## The problem
Set down each line of the material that follows, exactly, with no pictures.

Records contained in a dataset:
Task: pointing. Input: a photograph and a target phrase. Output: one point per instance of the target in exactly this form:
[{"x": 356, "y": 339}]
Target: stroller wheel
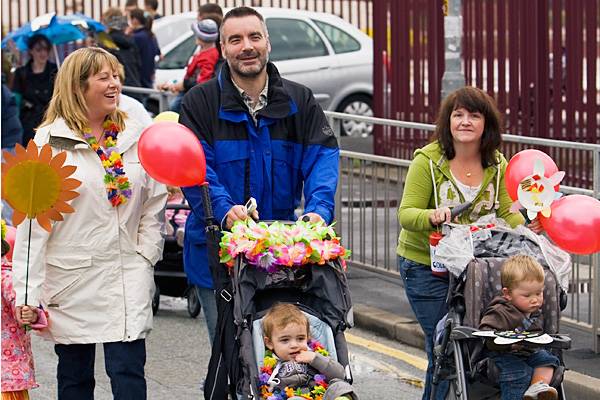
[
  {"x": 193, "y": 301},
  {"x": 155, "y": 299}
]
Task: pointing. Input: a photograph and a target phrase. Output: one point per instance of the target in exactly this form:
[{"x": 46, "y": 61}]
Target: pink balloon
[
  {"x": 521, "y": 166},
  {"x": 172, "y": 154},
  {"x": 11, "y": 234},
  {"x": 574, "y": 224}
]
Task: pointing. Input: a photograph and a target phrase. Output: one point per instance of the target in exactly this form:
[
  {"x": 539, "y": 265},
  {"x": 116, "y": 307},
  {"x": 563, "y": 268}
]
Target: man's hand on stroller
[
  {"x": 238, "y": 213},
  {"x": 311, "y": 217},
  {"x": 536, "y": 226}
]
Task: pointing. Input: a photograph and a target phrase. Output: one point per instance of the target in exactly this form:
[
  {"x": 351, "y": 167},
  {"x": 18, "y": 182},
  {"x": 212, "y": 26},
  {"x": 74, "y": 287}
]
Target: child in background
[
  {"x": 201, "y": 67},
  {"x": 302, "y": 365},
  {"x": 17, "y": 361},
  {"x": 523, "y": 374},
  {"x": 176, "y": 219}
]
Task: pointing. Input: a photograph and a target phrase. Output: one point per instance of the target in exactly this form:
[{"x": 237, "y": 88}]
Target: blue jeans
[
  {"x": 209, "y": 307},
  {"x": 427, "y": 297},
  {"x": 124, "y": 363},
  {"x": 516, "y": 371}
]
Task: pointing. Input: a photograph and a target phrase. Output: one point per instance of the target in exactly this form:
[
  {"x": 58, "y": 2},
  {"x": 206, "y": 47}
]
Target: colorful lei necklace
[
  {"x": 277, "y": 245},
  {"x": 117, "y": 184},
  {"x": 270, "y": 361}
]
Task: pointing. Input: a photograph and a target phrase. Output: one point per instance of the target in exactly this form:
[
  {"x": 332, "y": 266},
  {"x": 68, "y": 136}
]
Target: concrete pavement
[{"x": 380, "y": 305}]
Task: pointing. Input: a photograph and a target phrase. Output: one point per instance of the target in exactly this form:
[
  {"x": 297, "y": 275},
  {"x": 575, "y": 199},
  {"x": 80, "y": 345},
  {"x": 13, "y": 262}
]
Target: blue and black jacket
[{"x": 290, "y": 149}]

## Expected output
Task: pointing. Input: a photograph and a target phrase. Output: one point per instance of the target in exactly this form:
[{"x": 356, "y": 339}]
Target: stroller wheel
[
  {"x": 193, "y": 301},
  {"x": 155, "y": 299}
]
Task: pointing. Input: a photograph and a target phrase. Output: one point per instance of the target in exactly this form:
[{"x": 46, "y": 61}]
Target: pink balloon
[
  {"x": 521, "y": 166},
  {"x": 172, "y": 154},
  {"x": 11, "y": 234},
  {"x": 574, "y": 224}
]
Task: pointing. Input: a photograph and a target phrase. Output: one point per instance of the target in exactly this form:
[
  {"x": 539, "y": 265},
  {"x": 116, "y": 307},
  {"x": 563, "y": 268}
]
Target: man's hand on stroller
[
  {"x": 238, "y": 213},
  {"x": 311, "y": 217},
  {"x": 536, "y": 226}
]
Task: pointing. Input: a photograph and a target phrase. Output: one point per instance of the target in exactly this form:
[
  {"x": 351, "y": 167},
  {"x": 18, "y": 182},
  {"x": 212, "y": 26},
  {"x": 74, "y": 287}
]
Target: child in background
[
  {"x": 201, "y": 67},
  {"x": 302, "y": 365},
  {"x": 17, "y": 361},
  {"x": 523, "y": 374},
  {"x": 176, "y": 219}
]
Task: pointing. Input: a photograph and a target phrase. Output: one point per instance of the target in exactly this form:
[{"x": 237, "y": 88}]
Target: blue jeans
[
  {"x": 209, "y": 307},
  {"x": 427, "y": 297},
  {"x": 124, "y": 363},
  {"x": 516, "y": 371}
]
Task: pointing. Input: a photograph and a target phrase. Output: one point per instance of the target in exactly this form:
[
  {"x": 58, "y": 2},
  {"x": 206, "y": 47}
]
Target: colorful lei necklace
[
  {"x": 277, "y": 245},
  {"x": 117, "y": 184},
  {"x": 270, "y": 361}
]
Task: pointing. Input: a photograph and a target phrase. Output: one point per instance of the target in exactly this form:
[
  {"x": 332, "y": 266},
  {"x": 68, "y": 136}
]
Target: concrete pavement
[{"x": 380, "y": 305}]
Task: pointing. Input: a photograph and a target phrase. Output: one point per instance of the target in exactly this form:
[
  {"x": 297, "y": 275},
  {"x": 575, "y": 199},
  {"x": 80, "y": 345},
  {"x": 13, "y": 262}
]
Target: blue and black jacket
[{"x": 290, "y": 149}]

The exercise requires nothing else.